Beginning with the line containing "Place a point on the lounger leg" and ending with the last line, repeat the records exactly.

>>>

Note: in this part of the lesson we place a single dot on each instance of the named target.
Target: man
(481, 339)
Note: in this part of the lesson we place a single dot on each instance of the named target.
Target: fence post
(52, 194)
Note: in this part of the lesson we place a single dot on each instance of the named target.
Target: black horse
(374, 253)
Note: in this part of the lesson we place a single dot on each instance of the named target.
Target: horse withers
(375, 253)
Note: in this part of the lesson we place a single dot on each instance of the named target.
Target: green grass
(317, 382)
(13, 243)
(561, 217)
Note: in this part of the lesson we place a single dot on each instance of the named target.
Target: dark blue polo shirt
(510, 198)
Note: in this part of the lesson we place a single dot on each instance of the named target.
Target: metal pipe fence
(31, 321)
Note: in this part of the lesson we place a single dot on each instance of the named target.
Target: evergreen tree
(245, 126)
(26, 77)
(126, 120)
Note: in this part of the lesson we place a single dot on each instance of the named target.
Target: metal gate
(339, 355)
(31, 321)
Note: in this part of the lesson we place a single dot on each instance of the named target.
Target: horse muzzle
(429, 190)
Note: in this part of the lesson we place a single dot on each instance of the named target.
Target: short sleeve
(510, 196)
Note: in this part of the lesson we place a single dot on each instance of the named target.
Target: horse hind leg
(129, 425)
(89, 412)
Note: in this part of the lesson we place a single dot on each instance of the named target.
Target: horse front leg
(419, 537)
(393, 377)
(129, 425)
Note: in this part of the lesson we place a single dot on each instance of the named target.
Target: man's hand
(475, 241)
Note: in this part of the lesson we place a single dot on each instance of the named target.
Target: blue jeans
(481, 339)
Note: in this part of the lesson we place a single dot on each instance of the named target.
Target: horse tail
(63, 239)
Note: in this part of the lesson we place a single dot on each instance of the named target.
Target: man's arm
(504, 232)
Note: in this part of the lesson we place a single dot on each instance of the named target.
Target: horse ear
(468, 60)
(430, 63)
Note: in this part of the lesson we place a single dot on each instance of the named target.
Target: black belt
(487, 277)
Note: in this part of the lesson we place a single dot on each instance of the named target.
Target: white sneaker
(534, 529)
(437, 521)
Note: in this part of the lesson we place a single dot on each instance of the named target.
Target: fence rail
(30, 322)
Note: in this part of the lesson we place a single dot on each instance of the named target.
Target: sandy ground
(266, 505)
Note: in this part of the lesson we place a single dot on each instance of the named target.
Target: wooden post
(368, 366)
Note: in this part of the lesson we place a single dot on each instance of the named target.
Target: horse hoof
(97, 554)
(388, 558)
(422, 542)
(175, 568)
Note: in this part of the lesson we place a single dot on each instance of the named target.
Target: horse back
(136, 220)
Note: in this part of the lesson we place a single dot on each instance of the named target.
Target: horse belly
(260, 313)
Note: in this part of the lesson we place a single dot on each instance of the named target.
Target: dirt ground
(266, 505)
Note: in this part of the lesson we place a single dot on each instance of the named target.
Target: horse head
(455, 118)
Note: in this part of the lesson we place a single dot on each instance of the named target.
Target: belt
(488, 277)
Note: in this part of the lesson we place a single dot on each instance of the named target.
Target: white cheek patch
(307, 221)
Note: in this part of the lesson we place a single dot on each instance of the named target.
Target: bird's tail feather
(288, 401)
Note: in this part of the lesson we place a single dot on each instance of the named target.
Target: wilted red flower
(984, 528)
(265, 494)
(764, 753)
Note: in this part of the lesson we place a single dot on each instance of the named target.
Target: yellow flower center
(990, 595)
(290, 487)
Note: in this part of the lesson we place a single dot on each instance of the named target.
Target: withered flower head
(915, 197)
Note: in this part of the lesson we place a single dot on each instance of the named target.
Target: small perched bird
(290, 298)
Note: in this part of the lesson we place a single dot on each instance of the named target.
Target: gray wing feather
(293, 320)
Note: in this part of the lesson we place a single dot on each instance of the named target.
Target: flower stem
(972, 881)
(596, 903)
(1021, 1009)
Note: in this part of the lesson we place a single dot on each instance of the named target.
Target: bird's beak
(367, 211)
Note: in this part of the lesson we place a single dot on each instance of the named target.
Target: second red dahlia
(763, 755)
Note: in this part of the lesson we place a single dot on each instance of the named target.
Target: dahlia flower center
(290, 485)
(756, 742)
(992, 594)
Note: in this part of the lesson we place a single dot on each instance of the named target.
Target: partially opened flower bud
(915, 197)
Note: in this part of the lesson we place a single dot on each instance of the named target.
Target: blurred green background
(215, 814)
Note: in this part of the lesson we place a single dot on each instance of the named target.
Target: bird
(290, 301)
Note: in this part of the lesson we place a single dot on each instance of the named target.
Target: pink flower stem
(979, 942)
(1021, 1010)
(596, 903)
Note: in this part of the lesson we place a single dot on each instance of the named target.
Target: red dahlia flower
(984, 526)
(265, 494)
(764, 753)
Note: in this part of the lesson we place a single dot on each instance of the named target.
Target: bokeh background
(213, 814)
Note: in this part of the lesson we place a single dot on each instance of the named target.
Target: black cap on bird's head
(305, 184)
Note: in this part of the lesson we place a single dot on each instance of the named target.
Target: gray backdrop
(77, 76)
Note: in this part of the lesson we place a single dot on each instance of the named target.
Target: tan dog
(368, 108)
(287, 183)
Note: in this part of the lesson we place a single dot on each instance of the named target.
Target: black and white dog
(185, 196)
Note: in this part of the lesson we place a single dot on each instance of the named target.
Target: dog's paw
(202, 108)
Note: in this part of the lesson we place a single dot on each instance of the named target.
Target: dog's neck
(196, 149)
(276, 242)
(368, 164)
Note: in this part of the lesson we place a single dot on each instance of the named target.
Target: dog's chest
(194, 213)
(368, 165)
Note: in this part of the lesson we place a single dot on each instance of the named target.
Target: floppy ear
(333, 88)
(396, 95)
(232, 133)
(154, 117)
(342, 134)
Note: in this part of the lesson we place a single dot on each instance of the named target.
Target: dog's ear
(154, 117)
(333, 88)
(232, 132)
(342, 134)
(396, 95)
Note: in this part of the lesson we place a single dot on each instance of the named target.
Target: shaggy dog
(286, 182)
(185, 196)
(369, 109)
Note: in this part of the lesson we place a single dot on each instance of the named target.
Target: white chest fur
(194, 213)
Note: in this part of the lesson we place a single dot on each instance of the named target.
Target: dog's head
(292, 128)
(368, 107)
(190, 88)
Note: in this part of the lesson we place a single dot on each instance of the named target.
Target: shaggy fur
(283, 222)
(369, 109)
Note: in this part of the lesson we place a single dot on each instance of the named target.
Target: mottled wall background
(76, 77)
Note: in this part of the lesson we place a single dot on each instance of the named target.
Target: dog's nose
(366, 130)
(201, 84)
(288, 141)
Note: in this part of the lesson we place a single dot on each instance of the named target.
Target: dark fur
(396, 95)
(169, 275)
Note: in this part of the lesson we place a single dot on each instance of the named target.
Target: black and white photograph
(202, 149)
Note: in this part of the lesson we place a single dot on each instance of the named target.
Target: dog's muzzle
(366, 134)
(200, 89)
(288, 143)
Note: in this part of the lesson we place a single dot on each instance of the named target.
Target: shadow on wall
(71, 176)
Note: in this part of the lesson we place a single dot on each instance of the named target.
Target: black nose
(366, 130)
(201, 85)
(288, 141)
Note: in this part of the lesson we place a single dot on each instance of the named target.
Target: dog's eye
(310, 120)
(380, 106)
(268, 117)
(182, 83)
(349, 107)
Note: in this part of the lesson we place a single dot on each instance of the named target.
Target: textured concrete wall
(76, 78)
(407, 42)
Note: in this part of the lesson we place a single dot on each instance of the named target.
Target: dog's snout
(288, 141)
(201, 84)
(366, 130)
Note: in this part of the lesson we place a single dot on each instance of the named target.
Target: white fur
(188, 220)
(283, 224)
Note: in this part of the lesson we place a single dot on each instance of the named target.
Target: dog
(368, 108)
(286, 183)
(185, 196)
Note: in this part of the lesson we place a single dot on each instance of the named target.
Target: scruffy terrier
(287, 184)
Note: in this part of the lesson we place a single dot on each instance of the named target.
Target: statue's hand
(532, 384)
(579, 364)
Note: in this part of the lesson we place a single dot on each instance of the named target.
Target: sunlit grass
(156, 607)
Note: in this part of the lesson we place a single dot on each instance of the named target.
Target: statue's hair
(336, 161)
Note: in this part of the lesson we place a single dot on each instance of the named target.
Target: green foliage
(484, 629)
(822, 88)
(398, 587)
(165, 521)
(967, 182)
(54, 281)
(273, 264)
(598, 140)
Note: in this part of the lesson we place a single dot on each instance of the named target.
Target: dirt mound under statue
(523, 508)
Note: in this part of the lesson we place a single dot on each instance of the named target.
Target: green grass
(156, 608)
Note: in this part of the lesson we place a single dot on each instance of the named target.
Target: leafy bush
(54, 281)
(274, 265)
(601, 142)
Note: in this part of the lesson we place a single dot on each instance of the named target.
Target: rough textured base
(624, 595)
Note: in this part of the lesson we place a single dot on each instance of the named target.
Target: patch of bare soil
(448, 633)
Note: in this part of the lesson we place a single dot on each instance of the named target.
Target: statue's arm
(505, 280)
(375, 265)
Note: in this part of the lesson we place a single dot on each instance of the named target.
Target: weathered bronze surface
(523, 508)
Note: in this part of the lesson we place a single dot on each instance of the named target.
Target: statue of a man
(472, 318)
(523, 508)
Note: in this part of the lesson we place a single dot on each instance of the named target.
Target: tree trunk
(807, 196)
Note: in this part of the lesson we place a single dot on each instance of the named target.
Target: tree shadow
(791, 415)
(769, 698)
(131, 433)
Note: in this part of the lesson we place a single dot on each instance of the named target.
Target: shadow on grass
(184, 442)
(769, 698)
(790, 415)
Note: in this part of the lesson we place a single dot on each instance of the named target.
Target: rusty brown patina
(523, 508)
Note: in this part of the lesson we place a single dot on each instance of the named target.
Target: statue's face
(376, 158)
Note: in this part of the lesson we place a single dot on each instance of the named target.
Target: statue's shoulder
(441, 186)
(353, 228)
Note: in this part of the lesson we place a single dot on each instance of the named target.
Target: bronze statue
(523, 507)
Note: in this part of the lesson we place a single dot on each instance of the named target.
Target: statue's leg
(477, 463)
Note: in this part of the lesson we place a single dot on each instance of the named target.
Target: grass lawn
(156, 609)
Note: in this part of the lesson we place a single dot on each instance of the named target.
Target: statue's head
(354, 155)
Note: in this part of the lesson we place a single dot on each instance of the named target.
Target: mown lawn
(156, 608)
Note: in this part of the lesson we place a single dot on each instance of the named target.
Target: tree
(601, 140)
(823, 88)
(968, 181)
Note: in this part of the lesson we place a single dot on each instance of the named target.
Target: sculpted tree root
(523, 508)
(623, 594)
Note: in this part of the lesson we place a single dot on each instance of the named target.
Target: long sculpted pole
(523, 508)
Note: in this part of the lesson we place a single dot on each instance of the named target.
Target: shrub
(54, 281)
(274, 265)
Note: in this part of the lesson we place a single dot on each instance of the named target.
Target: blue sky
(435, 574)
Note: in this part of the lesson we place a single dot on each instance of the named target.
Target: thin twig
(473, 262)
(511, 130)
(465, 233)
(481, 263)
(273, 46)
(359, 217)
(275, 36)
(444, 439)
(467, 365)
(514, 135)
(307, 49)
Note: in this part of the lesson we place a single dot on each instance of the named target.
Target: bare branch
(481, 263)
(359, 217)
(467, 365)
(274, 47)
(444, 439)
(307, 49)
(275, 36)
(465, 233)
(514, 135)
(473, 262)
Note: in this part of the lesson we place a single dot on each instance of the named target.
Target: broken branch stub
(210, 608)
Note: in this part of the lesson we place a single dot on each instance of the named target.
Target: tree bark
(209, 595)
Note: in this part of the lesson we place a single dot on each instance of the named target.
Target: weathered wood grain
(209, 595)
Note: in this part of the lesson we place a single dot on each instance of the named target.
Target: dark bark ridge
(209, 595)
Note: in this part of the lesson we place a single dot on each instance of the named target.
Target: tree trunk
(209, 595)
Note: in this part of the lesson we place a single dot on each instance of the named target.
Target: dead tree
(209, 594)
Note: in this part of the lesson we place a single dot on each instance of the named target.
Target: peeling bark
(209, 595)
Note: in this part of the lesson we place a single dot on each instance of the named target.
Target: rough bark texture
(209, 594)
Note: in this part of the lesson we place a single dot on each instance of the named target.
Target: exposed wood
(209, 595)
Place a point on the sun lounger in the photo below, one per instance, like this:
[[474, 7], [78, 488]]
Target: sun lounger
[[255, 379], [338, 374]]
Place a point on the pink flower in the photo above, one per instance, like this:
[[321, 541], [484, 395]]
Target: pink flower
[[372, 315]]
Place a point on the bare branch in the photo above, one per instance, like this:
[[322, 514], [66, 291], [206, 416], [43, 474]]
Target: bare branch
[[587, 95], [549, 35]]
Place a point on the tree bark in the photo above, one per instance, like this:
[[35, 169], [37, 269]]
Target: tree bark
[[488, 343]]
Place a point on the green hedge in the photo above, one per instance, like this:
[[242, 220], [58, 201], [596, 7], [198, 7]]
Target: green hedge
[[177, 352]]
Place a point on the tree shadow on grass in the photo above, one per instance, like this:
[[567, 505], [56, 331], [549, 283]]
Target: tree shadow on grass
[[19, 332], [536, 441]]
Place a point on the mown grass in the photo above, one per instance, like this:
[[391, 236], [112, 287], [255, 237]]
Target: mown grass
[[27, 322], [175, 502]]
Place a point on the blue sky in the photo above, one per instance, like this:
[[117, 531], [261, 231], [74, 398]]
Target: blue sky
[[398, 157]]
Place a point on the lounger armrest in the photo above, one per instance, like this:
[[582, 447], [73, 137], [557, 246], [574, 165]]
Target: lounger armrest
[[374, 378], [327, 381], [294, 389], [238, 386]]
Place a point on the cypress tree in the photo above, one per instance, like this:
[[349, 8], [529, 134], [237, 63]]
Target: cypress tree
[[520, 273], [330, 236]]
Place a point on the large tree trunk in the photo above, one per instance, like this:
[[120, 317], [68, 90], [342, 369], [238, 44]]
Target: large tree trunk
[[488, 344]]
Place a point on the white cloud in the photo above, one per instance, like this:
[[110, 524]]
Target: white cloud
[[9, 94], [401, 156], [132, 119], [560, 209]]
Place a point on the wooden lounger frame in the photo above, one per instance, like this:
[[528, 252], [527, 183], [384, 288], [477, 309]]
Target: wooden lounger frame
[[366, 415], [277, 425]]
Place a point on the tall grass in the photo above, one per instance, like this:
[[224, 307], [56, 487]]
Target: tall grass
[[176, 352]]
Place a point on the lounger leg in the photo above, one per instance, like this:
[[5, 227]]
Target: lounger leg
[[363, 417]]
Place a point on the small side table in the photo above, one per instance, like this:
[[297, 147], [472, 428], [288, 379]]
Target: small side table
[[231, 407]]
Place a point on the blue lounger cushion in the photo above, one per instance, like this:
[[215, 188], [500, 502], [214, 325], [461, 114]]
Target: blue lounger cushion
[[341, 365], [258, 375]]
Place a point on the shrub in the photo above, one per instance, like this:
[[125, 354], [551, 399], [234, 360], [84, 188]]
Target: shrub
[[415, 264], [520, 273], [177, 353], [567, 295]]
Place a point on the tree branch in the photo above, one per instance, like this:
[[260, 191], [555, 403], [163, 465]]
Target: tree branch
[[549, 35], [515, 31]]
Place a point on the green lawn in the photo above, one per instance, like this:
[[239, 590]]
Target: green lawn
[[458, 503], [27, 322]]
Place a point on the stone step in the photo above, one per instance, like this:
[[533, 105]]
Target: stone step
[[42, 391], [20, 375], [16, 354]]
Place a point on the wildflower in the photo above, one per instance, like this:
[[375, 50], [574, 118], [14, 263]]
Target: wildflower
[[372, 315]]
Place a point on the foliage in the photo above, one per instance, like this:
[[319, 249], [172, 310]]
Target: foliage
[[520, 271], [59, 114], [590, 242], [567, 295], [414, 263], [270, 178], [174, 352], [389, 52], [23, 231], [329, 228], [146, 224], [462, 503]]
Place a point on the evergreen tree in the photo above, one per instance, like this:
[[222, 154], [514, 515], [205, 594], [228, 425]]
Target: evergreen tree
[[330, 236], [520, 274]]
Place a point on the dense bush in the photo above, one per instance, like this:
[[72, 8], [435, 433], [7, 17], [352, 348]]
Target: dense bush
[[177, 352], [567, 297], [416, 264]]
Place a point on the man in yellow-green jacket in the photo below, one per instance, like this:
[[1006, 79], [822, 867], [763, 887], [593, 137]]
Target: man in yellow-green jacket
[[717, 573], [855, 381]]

<<<

Answer =>
Place a point on the lounger leg in the photo above, one per instance, like this:
[[5, 227]]
Target: lounger leg
[[363, 417]]
Place a point on the small side table in the photo above, one per instance, like this:
[[297, 147], [472, 428], [288, 379]]
Target: small side table
[[231, 407]]
Place a point on the blue lounger cushion in the photo above, one per instance, like this:
[[215, 188], [500, 502], [214, 325], [461, 114]]
Target: blue lounger cushion
[[341, 365], [258, 375]]
Place a point on the shrub in the photo above, one per instance, like this:
[[125, 354], [551, 399], [234, 360], [84, 188]]
Target: shrub
[[415, 264], [520, 273], [177, 353], [567, 295]]
Place a point on the tree branch in the photo above, one per instance, like this:
[[260, 191], [555, 403], [163, 465]]
Target: tree branch
[[549, 35], [515, 31]]
Place a point on the green lawn in the photo above, one per instance, like this:
[[239, 590]]
Target: green lawn
[[458, 503], [27, 322]]
Place a point on the stone step in the photo above, one per instance, like this:
[[533, 105]]
Target: stone step
[[42, 391], [20, 375], [16, 354]]
Place a point on the wildflower in the photo above, one per instance, like this:
[[375, 50], [574, 118], [14, 263]]
Target: wildflower
[[372, 315]]
Place a point on the foliage in the photo above, one per instance, like this:
[[319, 249], [172, 310]]
Target: foliage
[[520, 271], [59, 114], [590, 242], [567, 295], [414, 263], [270, 178], [174, 352], [389, 52], [23, 231], [329, 228], [146, 224], [462, 503]]
Place a point on the evergreen tree in the photo above, one per instance, like this:
[[222, 154], [514, 515], [205, 594], [228, 425]]
Target: evergreen tree
[[330, 236], [520, 274]]
Place a point on the dense bush in the photo above, one per instance, like this:
[[72, 8], [435, 433], [7, 17], [352, 348]]
Target: dense bush
[[177, 352], [567, 297], [416, 264]]
Place a point on the man in yellow-green jacket in the photo below, one per instance, like this:
[[1006, 79], [822, 867], [763, 887], [593, 137]]
Target: man in yellow-green jacket
[[717, 573], [855, 381]]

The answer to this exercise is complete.